**Work instructions:** Extract each line from the entries below that has the string "white" in it.

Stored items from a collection
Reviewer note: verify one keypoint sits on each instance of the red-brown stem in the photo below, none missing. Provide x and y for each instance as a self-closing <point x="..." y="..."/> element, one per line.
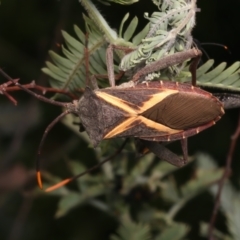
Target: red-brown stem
<point x="222" y="180"/>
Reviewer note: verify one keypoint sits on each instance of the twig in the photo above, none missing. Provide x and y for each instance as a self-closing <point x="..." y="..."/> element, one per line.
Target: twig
<point x="44" y="90"/>
<point x="222" y="180"/>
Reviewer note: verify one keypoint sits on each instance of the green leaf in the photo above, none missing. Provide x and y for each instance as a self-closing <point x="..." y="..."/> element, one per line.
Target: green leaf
<point x="175" y="232"/>
<point x="130" y="230"/>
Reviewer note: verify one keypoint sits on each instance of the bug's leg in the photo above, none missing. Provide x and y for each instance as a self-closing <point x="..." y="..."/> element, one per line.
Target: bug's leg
<point x="110" y="65"/>
<point x="50" y="126"/>
<point x="185" y="150"/>
<point x="193" y="67"/>
<point x="162" y="152"/>
<point x="167" y="61"/>
<point x="229" y="100"/>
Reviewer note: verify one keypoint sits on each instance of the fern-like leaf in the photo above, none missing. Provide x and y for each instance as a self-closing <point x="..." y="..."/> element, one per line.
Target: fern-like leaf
<point x="130" y="230"/>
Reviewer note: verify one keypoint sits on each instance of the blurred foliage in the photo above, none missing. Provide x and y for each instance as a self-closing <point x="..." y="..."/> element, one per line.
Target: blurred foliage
<point x="131" y="197"/>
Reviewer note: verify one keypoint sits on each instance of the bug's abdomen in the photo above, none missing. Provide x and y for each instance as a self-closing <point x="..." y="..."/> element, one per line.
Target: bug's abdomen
<point x="159" y="111"/>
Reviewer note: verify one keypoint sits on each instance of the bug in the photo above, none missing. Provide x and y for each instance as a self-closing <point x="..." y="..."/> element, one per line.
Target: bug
<point x="158" y="111"/>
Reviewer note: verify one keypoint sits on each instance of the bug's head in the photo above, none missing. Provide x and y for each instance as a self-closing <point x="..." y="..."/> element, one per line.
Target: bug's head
<point x="90" y="114"/>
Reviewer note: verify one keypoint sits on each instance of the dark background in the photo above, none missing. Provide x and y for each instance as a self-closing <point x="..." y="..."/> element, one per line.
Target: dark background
<point x="28" y="30"/>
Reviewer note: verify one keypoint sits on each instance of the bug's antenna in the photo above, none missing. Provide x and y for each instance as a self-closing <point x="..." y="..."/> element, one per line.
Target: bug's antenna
<point x="38" y="96"/>
<point x="49" y="127"/>
<point x="66" y="181"/>
<point x="86" y="55"/>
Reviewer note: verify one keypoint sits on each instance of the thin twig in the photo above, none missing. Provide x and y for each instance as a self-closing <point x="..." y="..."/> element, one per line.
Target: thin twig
<point x="222" y="180"/>
<point x="44" y="90"/>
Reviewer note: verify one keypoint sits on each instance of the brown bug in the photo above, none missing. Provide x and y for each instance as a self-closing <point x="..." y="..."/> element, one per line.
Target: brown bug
<point x="157" y="111"/>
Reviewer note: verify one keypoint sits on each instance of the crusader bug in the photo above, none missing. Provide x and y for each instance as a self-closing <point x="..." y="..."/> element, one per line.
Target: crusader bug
<point x="157" y="111"/>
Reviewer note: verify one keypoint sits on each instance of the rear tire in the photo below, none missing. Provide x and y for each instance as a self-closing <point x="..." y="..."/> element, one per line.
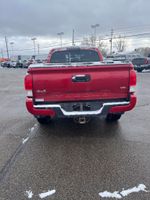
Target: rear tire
<point x="44" y="120"/>
<point x="113" y="117"/>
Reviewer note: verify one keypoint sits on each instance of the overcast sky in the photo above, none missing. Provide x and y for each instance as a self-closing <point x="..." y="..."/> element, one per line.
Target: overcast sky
<point x="23" y="19"/>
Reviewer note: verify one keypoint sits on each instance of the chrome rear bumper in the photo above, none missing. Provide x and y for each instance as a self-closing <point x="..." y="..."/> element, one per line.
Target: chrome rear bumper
<point x="102" y="111"/>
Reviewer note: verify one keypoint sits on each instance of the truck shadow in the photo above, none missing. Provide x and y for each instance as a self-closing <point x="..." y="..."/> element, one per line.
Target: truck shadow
<point x="67" y="128"/>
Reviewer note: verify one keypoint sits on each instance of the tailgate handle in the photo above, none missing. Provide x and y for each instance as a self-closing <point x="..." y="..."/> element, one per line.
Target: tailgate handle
<point x="81" y="78"/>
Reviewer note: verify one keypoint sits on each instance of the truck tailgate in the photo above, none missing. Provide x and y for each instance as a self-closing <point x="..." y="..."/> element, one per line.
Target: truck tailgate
<point x="57" y="84"/>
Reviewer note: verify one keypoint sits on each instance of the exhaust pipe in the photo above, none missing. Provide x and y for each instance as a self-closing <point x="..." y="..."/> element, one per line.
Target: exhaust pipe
<point x="81" y="120"/>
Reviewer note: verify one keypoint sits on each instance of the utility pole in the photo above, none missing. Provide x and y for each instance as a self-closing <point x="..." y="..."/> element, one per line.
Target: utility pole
<point x="7" y="50"/>
<point x="12" y="49"/>
<point x="60" y="35"/>
<point x="34" y="39"/>
<point x="111" y="41"/>
<point x="95" y="26"/>
<point x="73" y="43"/>
<point x="2" y="55"/>
<point x="38" y="49"/>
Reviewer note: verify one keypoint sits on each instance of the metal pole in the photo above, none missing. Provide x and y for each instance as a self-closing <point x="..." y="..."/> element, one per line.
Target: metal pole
<point x="7" y="50"/>
<point x="60" y="35"/>
<point x="34" y="46"/>
<point x="111" y="41"/>
<point x="73" y="43"/>
<point x="38" y="49"/>
<point x="12" y="48"/>
<point x="94" y="27"/>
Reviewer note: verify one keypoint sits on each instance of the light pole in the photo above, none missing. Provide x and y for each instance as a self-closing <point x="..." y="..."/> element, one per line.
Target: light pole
<point x="34" y="39"/>
<point x="12" y="48"/>
<point x="60" y="35"/>
<point x="94" y="26"/>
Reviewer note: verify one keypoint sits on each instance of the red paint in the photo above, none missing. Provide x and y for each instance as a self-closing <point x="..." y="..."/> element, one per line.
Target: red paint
<point x="55" y="85"/>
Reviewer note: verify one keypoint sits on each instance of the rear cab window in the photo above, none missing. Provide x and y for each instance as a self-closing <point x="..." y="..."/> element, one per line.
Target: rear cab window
<point x="77" y="55"/>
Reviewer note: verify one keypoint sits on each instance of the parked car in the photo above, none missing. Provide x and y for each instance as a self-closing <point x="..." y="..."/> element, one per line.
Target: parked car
<point x="77" y="83"/>
<point x="141" y="64"/>
<point x="125" y="57"/>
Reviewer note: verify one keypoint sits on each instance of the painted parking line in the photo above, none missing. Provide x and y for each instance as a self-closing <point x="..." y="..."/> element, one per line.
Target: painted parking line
<point x="123" y="193"/>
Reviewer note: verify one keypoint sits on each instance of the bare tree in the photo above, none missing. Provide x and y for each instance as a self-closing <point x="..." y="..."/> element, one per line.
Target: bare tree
<point x="145" y="51"/>
<point x="120" y="43"/>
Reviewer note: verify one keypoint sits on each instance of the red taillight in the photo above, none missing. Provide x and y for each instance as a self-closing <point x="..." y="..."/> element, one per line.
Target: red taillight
<point x="132" y="81"/>
<point x="28" y="85"/>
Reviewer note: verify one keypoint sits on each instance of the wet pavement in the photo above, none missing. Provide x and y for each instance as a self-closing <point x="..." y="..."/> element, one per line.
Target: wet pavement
<point x="73" y="162"/>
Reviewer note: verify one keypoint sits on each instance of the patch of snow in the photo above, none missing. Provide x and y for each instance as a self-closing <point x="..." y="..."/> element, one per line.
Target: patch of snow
<point x="46" y="194"/>
<point x="123" y="193"/>
<point x="32" y="129"/>
<point x="29" y="194"/>
<point x="25" y="140"/>
<point x="141" y="187"/>
<point x="106" y="194"/>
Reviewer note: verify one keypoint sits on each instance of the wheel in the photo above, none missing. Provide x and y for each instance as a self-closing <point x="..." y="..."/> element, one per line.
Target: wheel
<point x="139" y="70"/>
<point x="44" y="120"/>
<point x="113" y="117"/>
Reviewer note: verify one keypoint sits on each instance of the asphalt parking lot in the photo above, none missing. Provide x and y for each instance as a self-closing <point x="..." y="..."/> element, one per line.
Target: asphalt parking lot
<point x="67" y="161"/>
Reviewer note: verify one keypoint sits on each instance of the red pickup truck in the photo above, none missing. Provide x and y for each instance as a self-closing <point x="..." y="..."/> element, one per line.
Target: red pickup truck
<point x="76" y="82"/>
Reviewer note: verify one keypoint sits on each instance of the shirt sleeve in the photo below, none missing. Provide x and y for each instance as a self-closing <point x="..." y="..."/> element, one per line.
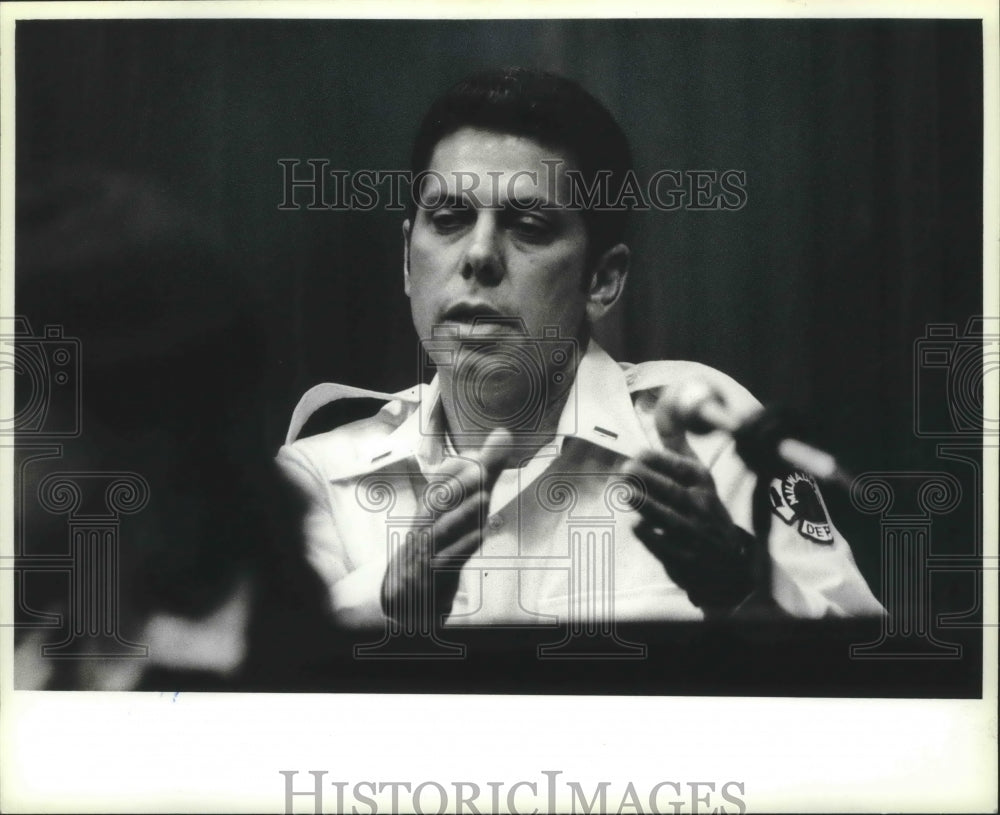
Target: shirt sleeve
<point x="813" y="572"/>
<point x="354" y="593"/>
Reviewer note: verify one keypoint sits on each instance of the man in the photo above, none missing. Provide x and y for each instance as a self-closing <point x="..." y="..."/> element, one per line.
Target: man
<point x="535" y="480"/>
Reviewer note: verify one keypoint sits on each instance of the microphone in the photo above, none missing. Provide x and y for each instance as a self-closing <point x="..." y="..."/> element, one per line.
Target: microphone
<point x="760" y="437"/>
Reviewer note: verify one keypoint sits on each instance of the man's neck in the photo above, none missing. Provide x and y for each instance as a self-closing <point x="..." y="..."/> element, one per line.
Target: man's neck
<point x="468" y="439"/>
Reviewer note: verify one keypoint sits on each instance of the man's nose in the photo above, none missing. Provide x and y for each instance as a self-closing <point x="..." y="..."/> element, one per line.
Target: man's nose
<point x="483" y="259"/>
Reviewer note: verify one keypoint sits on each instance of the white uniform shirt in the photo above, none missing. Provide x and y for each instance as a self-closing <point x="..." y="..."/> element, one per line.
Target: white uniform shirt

**Your solution:**
Reviewer note: verify one keypoint sits on each instance of the white uniform shirt in the photo above, none missing. Provide x and y for each instance as a self-closing <point x="..." y="..."/> element, one per line.
Target: white uniform shirt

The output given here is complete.